__REQUIRED WORK__
Each line below has to be set down again exactly.

__DATA SUPPLIED__
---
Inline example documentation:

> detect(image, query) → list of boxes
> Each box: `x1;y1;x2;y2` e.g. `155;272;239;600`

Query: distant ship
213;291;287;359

__ANSWER SPACE__
---
Inline example documentation:

> detect(image, query) → list of boxes
> Each box: `x1;y1;x2;y2` e.g. `155;272;239;600`

Query: distant ship
213;291;287;359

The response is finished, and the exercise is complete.